> _Given task 1_
Count the lines in the records below that contain the string "detect", matching case exactly, and give only that number.

> _Page text_
--- Start ---

Highest catalytic activity on the edges (STM image)    (E. Mitterreiter, TUM)

With rough edges to more hydrogen
Molybdenum is a versatile element. The plant and animal ­metabolism needs it as a vital mineral. Industry uses the metal to harden steel or in lubricants. And last but not least, molybdenum selenide and molybdenum sulfide are excellent ­catalysts for hydrogen production. Both substances are layered systems, similar to a stack of paper. The surface is atomically smooth, the side edges are rather stepped like a stack of paper that is quickly folded. It is already known that the hydrogen evolution reaction (HER) is less efficient on the surface of the materials than on the sides. A group of e-conversion members got to the bottom of this phenomenon and investigated exactly where the catalytically active centers are located and how one can increase their number.

Helium ion microscope (C. Hohmann)

--- End ---

> _Provided records_
--- Start ---

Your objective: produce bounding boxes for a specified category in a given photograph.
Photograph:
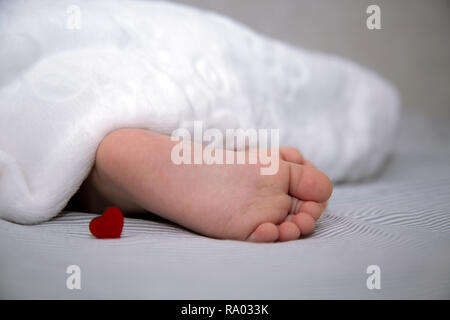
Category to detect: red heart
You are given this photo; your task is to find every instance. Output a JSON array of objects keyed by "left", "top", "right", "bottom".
[{"left": 89, "top": 207, "right": 123, "bottom": 239}]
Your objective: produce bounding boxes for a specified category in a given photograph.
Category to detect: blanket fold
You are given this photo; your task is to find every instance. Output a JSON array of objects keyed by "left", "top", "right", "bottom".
[{"left": 0, "top": 1, "right": 399, "bottom": 223}]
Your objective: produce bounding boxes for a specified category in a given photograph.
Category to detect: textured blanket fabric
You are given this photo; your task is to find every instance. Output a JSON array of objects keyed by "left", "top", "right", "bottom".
[{"left": 0, "top": 1, "right": 398, "bottom": 223}]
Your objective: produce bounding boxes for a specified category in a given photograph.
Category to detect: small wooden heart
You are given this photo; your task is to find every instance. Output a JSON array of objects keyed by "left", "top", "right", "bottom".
[{"left": 89, "top": 207, "right": 123, "bottom": 239}]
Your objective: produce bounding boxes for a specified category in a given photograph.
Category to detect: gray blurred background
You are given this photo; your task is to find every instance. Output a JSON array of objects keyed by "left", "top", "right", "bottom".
[{"left": 175, "top": 0, "right": 450, "bottom": 120}]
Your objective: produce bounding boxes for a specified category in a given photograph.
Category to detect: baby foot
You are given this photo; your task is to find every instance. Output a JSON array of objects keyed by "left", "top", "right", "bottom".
[{"left": 77, "top": 129, "right": 332, "bottom": 242}]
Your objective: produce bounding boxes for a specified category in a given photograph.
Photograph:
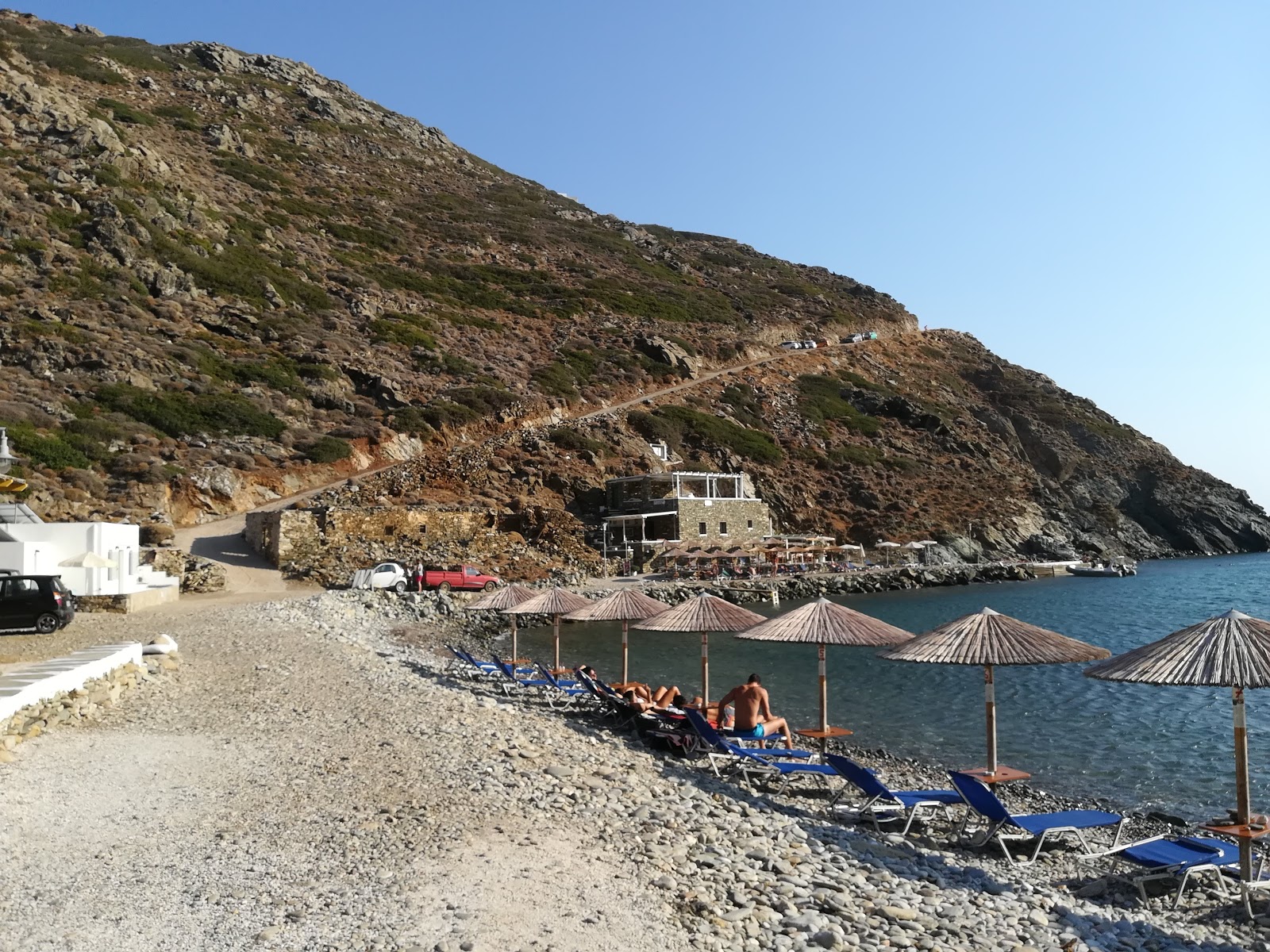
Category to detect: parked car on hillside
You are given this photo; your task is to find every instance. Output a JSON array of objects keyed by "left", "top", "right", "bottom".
[
  {"left": 348, "top": 562, "right": 410, "bottom": 594},
  {"left": 423, "top": 565, "right": 498, "bottom": 592},
  {"left": 0, "top": 575, "right": 75, "bottom": 635}
]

--- End ---

> _Given task 2_
Continue the text above on molybdenum catalysts for hydrogen production, starting after its last sentence.

> _Exercise output 1_
7

> _Exercise output 2_
Using an electrochemical scanning tunneling microscope (ECSTM), they followed the behavior of individual molecules in real time. The 3D image (see right) visualizes the measurement results of a gold base with several layers of molybdenum sulfide. While scanning the surface, the highly specialized microscope detects whether and how the tunnel current between the surface and an atomically thin tip changes from atom to atom. Elmar Mitterreiter, one of the first authors of the publication, explains the result: “In places where the tunnel current changes significantly, the catalytic activity and thus the amount of hydrogen produced is particularly high. In our experiments we were able to prove that smooth surfaces are hardly active at all. At corners, edges and steps significantly more hydrogen is produced. That is why we tried to deliberately destroy the surfaces of the materials by removing single atoms.“ The scientists created these so-called defects with the ion beam of an impressively large helium ion microscope (see left). The success was clear: the catalytic activity on the previously almost inactive surface increased dramatically and the overall activity of the material doubled.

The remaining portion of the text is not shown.